REQUIREMENT
Repeat the following lines exactly and nothing else: the line containing "the red tile" and each line after it through the end of the listing.

MATERIAL TO PROCESS
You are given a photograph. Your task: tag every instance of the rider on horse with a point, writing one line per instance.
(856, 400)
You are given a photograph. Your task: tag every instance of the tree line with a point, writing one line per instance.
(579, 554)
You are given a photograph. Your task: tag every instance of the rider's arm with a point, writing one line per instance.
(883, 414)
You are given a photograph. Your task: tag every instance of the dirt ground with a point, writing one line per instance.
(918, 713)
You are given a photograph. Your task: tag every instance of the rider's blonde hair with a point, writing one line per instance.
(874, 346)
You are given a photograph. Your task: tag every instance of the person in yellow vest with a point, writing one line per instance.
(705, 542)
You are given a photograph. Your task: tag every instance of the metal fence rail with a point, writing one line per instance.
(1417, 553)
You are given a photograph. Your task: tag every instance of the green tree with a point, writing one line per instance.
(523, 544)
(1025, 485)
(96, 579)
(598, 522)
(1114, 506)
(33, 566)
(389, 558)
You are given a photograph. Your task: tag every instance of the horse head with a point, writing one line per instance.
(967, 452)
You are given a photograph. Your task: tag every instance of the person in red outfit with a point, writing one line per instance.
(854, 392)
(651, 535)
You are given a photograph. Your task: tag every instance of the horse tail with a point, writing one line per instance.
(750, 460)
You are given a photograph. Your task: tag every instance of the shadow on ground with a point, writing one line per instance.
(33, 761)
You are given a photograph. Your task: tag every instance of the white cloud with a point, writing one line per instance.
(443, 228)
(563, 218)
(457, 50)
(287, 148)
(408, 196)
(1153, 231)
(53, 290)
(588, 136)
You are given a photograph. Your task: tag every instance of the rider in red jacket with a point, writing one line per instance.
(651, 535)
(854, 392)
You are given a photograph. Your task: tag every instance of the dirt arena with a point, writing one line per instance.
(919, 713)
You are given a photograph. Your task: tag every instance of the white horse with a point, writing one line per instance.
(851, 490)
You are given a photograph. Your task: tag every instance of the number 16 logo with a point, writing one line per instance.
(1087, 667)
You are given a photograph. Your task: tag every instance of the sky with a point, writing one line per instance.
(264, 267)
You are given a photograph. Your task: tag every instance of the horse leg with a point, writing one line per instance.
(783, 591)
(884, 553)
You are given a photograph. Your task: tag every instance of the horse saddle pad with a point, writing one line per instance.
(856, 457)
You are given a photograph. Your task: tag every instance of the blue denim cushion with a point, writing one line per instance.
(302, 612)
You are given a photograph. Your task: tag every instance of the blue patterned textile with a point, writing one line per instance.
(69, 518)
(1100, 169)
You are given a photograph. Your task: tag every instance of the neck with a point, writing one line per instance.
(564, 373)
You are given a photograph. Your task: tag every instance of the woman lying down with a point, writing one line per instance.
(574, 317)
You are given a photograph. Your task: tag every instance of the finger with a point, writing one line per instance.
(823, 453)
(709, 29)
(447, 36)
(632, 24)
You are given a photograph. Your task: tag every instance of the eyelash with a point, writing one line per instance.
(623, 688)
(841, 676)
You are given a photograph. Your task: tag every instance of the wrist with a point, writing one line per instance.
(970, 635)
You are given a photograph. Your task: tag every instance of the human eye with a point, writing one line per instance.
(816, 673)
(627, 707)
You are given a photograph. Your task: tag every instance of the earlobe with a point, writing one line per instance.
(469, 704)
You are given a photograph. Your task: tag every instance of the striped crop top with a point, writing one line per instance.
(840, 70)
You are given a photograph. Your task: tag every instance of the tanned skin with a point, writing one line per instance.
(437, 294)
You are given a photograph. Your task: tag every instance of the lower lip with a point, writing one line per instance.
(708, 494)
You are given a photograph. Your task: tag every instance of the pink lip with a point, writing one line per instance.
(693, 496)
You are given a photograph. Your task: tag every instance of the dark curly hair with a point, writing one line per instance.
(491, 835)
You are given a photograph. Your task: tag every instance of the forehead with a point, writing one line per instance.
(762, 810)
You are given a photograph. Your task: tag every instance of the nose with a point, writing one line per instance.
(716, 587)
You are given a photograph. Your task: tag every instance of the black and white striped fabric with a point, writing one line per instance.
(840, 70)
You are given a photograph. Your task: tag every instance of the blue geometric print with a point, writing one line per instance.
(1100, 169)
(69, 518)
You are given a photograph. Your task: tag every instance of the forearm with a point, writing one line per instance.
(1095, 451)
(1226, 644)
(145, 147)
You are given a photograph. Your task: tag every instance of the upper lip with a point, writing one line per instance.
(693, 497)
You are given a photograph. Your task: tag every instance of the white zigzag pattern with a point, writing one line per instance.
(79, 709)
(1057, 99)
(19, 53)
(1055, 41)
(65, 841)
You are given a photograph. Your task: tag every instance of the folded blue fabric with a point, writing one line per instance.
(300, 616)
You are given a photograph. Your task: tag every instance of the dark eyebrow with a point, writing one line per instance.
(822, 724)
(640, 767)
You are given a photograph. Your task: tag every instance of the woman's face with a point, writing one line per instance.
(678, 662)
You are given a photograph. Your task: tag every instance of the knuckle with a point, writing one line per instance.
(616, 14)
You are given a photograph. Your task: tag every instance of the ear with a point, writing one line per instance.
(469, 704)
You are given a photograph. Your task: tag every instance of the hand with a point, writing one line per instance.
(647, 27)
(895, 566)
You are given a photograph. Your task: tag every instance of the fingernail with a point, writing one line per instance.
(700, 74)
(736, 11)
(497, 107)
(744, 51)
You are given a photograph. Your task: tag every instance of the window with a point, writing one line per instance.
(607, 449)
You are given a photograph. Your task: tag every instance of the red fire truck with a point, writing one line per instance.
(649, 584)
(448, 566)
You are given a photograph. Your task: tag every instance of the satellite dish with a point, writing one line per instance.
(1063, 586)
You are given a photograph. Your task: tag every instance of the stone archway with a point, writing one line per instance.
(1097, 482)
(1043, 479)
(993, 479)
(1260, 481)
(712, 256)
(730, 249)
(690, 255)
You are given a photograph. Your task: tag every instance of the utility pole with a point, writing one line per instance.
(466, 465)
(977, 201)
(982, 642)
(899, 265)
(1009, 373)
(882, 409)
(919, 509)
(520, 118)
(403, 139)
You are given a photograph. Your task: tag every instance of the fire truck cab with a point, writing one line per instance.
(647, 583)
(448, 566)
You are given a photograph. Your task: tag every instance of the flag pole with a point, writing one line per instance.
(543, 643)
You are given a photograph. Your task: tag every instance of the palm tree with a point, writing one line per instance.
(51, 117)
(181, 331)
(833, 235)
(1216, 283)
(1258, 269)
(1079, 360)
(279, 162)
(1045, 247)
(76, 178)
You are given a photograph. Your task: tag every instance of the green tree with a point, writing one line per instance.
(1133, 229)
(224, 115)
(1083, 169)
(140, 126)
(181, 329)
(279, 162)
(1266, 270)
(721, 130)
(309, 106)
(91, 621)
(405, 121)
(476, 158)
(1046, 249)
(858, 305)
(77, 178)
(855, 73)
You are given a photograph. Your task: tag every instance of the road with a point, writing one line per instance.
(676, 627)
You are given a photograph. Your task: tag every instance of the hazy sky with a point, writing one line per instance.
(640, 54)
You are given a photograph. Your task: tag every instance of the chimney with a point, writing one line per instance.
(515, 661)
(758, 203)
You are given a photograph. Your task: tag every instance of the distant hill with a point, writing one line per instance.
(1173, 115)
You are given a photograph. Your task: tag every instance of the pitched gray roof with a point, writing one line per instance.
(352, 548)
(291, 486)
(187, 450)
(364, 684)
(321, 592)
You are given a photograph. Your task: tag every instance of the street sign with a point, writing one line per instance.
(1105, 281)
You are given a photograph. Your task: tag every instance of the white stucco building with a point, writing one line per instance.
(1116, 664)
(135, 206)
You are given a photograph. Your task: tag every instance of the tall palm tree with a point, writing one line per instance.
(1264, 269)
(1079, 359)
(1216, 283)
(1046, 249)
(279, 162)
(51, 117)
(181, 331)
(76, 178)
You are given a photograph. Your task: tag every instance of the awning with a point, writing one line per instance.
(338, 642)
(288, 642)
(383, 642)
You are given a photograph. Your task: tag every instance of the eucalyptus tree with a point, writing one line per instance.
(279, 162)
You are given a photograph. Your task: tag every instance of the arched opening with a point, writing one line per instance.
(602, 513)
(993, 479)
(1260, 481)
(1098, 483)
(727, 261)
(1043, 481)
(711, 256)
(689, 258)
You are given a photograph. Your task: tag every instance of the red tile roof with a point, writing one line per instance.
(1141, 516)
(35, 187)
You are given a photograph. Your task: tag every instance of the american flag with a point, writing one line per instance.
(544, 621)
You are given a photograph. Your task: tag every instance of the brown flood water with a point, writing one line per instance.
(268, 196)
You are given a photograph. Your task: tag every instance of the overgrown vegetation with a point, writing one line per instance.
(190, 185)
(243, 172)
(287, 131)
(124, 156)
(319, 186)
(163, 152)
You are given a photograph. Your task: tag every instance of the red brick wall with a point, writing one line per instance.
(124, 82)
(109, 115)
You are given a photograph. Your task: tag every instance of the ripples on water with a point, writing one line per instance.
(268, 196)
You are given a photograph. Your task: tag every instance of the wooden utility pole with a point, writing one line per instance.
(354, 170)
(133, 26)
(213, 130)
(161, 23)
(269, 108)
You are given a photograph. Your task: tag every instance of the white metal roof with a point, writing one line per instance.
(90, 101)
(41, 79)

ANSWER TO THE EXERCISE
You are given a photograph. Your task: tag every instance of the red tile roof with a point, writing one line per instance.
(1141, 516)
(35, 187)
You are given a photograph. Your task: tag every instance of the american flag with a point, writing one line per instance.
(544, 621)
You are given a photograph. Your task: tag every instance of the brown flood water with a point, writing one line per instance.
(268, 196)
You are given a photograph. Your task: tag every instance of the overgrown vegetation with a point, writing one line per instance.
(190, 185)
(243, 172)
(287, 131)
(124, 156)
(319, 186)
(163, 152)
You are given a photograph. Your task: tag every instance of the red brick wall with a point, writing one line per instance.
(124, 82)
(109, 115)
You are given a photograph. Your task: tag every instance of the ripples on water with a point, writing one line per instance.
(268, 196)
You are given a photograph. Your task: tag every instance of the wooden utility pole with a point, writing one line per instance.
(354, 170)
(133, 26)
(213, 130)
(161, 23)
(269, 108)
You are given a photograph. Your task: tag every instance of the white metal roof with a point, writing one line per instance.
(90, 101)
(41, 79)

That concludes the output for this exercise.